> Aim of the exercise
Write the next part of the adegenet r835 commit diff below, starting after its last line.

[adegenet-commits] r835 - in pkg: R man
noreply at r-forge.r-project.org
noreply at r-forge.r-project.org
Thu Mar 3 17:21:56 CET 2011
Author: jombart
Date: 2011-03-03 17:21:55 +0100 (Thu, 03 Mar 2011)
New Revision: 835
Added:
pkg/man/read.PLINK.Rd
Modified:
pkg/R/SNPbin.R
pkg/R/import.R
pkg/man/read.snp.Rd
Log:
read.PLINK is there. Fuck yeah.
Modified: pkg/R/SNPbin.R
===================================================================
--- pkg/R/SNPbin.R 2011-03-03 12:27:51 UTC (rev 834)
+++ pkg/R/SNPbin.R 2011-03-03 16:21:55 UTC (rev 835)
@@ -416,7 +416,7 @@
if(!is.null(other(object))){
cat(" @other: ")
- cat("a list containing ")
+ cat("a list containing: ")
cat(ifelse(is.null(names(other(object))), paste(length(other(object)),"unnamed elements"),
paste(names(other(object)), collapse= " ")), "\n")

> Records provided
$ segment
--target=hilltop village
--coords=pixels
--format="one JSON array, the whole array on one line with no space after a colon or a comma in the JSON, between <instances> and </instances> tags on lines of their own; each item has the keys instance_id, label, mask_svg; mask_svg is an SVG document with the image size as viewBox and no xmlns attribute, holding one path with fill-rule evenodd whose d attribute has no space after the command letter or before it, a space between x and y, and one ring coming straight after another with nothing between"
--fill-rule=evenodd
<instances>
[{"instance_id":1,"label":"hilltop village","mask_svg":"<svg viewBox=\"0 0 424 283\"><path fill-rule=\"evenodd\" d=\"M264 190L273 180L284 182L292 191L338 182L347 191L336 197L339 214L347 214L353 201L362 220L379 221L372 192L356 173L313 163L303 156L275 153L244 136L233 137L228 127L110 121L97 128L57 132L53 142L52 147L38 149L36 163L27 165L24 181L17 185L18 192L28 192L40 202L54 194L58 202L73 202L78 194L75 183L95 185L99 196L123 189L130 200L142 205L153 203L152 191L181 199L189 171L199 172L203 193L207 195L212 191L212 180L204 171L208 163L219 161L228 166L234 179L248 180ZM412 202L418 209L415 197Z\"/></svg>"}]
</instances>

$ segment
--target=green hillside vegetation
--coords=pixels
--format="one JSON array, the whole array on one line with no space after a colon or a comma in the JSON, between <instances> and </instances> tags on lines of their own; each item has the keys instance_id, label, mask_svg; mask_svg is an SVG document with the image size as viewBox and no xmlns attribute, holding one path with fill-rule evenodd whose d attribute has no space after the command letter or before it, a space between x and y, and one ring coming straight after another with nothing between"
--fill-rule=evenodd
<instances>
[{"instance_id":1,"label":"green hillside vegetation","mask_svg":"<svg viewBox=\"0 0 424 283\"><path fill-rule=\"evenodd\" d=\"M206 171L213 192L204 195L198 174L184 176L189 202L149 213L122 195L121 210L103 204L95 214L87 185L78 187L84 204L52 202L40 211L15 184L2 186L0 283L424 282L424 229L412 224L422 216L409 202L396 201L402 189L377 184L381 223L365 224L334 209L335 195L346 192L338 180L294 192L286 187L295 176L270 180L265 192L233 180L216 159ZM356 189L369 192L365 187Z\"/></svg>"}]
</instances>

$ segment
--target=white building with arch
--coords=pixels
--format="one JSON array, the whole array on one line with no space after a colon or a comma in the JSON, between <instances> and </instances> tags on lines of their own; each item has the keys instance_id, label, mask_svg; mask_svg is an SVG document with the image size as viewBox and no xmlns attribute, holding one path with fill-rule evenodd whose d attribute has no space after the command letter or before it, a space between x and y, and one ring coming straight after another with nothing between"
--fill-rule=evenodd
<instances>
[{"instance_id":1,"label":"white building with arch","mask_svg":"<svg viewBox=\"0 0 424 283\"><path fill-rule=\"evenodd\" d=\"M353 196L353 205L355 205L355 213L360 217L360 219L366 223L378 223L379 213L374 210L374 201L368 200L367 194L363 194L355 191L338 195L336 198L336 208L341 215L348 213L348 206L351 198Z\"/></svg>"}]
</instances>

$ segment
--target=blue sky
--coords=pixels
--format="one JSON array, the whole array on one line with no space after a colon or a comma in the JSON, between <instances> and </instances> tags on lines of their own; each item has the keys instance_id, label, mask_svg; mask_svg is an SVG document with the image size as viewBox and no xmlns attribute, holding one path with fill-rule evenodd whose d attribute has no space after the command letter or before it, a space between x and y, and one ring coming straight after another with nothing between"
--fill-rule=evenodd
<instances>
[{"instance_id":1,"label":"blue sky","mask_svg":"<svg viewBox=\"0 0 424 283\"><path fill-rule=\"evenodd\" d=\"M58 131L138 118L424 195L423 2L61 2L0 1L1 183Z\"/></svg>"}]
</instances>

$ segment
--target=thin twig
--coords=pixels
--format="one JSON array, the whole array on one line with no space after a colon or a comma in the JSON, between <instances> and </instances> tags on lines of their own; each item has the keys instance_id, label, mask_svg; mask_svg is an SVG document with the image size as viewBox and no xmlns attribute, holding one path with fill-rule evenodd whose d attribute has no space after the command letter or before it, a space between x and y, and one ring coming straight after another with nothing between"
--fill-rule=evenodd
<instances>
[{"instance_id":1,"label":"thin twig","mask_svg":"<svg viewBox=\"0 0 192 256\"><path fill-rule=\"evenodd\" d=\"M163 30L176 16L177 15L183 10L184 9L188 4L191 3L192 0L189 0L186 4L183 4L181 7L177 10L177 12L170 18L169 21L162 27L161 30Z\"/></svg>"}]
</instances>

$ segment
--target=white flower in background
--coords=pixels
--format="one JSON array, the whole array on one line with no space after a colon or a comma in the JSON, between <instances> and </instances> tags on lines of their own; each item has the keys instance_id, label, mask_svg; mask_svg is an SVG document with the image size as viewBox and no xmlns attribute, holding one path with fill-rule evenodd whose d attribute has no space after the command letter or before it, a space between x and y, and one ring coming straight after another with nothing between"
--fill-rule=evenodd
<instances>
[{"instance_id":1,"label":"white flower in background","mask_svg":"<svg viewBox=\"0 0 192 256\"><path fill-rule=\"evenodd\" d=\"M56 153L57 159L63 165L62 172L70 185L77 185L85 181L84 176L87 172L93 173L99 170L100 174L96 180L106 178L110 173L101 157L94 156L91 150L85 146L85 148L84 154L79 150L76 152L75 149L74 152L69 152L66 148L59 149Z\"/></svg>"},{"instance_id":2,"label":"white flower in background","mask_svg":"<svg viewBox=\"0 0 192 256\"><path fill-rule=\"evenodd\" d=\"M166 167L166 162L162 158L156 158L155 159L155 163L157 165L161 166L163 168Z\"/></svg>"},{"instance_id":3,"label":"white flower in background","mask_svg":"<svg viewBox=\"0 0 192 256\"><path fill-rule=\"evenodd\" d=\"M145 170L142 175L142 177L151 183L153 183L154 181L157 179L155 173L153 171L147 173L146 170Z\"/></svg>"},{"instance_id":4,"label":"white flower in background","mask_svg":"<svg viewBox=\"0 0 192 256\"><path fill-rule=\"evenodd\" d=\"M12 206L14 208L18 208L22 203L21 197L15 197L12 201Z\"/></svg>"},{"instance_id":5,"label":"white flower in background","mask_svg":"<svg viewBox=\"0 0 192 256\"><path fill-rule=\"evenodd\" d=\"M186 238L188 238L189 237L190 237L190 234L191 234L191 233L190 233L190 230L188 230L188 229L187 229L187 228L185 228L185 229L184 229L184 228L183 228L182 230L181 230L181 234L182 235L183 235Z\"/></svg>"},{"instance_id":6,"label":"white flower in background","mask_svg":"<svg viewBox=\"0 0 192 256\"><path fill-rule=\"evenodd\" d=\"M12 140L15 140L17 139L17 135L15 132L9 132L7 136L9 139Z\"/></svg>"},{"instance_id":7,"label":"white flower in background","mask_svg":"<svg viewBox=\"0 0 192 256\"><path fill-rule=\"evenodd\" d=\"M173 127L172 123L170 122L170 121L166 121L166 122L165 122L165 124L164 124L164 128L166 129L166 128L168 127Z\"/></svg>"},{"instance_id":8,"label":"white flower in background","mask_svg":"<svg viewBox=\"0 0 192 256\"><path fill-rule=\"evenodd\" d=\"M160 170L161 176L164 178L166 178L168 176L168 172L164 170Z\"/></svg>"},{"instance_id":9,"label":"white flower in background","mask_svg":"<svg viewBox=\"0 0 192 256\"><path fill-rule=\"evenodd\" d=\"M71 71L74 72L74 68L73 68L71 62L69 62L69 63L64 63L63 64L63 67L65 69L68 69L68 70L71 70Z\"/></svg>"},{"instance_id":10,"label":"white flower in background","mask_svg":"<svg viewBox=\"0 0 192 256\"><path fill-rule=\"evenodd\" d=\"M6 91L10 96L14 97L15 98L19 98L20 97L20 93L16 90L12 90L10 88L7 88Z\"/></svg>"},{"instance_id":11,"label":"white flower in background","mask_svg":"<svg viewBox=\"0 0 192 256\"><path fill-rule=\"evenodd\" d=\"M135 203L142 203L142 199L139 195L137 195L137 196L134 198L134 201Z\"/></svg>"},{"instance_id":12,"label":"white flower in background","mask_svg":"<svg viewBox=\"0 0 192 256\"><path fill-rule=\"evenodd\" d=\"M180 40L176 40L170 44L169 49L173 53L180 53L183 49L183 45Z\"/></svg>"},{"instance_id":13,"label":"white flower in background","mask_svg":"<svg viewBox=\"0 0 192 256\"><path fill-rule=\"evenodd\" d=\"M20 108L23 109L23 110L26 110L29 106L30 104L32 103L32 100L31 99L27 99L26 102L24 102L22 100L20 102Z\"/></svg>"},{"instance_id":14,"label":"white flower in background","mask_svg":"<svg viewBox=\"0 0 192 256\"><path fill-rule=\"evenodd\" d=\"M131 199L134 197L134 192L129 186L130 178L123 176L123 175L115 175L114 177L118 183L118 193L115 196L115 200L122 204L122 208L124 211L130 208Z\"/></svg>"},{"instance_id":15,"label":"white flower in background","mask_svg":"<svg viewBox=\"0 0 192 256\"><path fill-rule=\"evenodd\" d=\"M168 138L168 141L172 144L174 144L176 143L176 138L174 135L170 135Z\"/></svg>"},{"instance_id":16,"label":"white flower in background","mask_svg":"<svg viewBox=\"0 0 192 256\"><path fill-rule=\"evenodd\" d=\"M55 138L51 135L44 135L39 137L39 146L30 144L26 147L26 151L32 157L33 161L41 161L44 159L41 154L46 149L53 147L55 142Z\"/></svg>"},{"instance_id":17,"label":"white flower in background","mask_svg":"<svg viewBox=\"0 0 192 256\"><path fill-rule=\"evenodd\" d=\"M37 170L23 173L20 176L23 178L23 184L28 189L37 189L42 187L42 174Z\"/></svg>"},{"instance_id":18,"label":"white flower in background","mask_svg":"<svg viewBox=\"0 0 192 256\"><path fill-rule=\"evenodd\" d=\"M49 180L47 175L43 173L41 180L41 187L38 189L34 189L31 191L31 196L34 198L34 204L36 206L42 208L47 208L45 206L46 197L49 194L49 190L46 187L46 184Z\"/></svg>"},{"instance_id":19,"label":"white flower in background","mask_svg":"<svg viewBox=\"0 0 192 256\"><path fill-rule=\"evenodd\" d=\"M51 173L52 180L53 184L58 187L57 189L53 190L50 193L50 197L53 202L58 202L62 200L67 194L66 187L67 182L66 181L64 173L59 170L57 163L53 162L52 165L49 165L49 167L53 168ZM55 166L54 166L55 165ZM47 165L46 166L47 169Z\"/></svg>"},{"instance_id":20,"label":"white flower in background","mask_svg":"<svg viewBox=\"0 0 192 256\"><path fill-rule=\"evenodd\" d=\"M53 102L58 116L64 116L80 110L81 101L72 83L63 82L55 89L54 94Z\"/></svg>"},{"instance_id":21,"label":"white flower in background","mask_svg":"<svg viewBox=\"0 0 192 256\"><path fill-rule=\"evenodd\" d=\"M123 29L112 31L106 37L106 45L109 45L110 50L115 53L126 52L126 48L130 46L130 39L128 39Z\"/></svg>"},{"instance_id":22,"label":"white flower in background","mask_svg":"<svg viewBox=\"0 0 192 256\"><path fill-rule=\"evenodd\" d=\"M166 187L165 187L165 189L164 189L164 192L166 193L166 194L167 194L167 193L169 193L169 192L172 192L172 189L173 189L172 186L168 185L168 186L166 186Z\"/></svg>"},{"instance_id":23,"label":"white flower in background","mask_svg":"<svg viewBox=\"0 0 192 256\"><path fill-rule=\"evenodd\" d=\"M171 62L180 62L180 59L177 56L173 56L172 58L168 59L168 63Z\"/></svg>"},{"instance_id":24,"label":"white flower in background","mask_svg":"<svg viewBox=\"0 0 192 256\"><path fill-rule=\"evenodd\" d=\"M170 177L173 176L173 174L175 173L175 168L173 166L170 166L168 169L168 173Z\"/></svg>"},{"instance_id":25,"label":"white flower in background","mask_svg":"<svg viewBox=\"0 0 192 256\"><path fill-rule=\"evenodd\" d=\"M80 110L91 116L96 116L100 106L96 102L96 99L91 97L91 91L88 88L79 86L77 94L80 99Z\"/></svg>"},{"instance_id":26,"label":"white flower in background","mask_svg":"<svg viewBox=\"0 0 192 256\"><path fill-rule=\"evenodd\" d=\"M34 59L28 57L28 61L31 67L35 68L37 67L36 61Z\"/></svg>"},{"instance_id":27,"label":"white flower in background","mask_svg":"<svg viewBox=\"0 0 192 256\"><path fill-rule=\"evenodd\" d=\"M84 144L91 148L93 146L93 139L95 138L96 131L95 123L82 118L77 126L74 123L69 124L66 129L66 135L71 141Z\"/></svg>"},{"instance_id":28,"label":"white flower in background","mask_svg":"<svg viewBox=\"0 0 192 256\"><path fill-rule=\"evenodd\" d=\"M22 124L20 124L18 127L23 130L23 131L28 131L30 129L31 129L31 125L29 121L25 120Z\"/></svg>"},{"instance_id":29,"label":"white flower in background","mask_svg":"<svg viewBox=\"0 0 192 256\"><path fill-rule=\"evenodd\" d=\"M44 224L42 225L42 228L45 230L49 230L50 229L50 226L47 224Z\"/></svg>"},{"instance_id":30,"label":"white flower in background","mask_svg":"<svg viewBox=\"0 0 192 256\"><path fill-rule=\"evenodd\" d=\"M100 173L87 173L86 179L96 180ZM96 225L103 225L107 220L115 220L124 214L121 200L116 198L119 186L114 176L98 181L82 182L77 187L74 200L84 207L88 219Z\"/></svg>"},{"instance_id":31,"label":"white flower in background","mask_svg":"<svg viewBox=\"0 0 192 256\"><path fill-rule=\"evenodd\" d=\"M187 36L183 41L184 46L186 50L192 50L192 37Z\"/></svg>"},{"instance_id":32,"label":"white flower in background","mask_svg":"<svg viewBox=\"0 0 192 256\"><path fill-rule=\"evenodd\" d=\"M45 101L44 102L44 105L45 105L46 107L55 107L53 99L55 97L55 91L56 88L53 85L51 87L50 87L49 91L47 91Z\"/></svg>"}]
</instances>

> Exercise output
}
Modified: pkg/R/import.R
===================================================================
--- pkg/R/import.R 2011-03-03 12:27:51 UTC (rev 834)
+++ pkg/R/import.R 2011-03-03 16:21:55 UTC (rev 835)
@@ -719,10 +719,11 @@
#######################
# Function read.snp
#######################
-read.snp <- function(file, quiet=FALSE, chunkSize=10,
+read.snp <- function(file, quiet=FALSE, chunkSize=1000,
multicore=require("multicore"), n.cores=NULL, ...){
- ##ext <- .readExt(file)
- ##ext <- toupper(ext)
+ ext <- .readExt(file)
+ ext <- toupper(ext)
+ if(ext != "SNP") warning("wrong file extension - '.snp' expected")
if(!quiet) cat("\n Reading biallelic SNP data file into a genlight object... \n\n")
if(multicore && !require(multicore)) stop("multicore package requested but not installed")
if(multicore && is.null(n.cores)){
@@ -775,32 +776,7 @@
## one genotype is read/converted at a time to spare RAM
if(!quiet) cat("\n Reading",ifelse(is.null(misc.info$population),"",length(misc.info$population)), "genotypes... \n")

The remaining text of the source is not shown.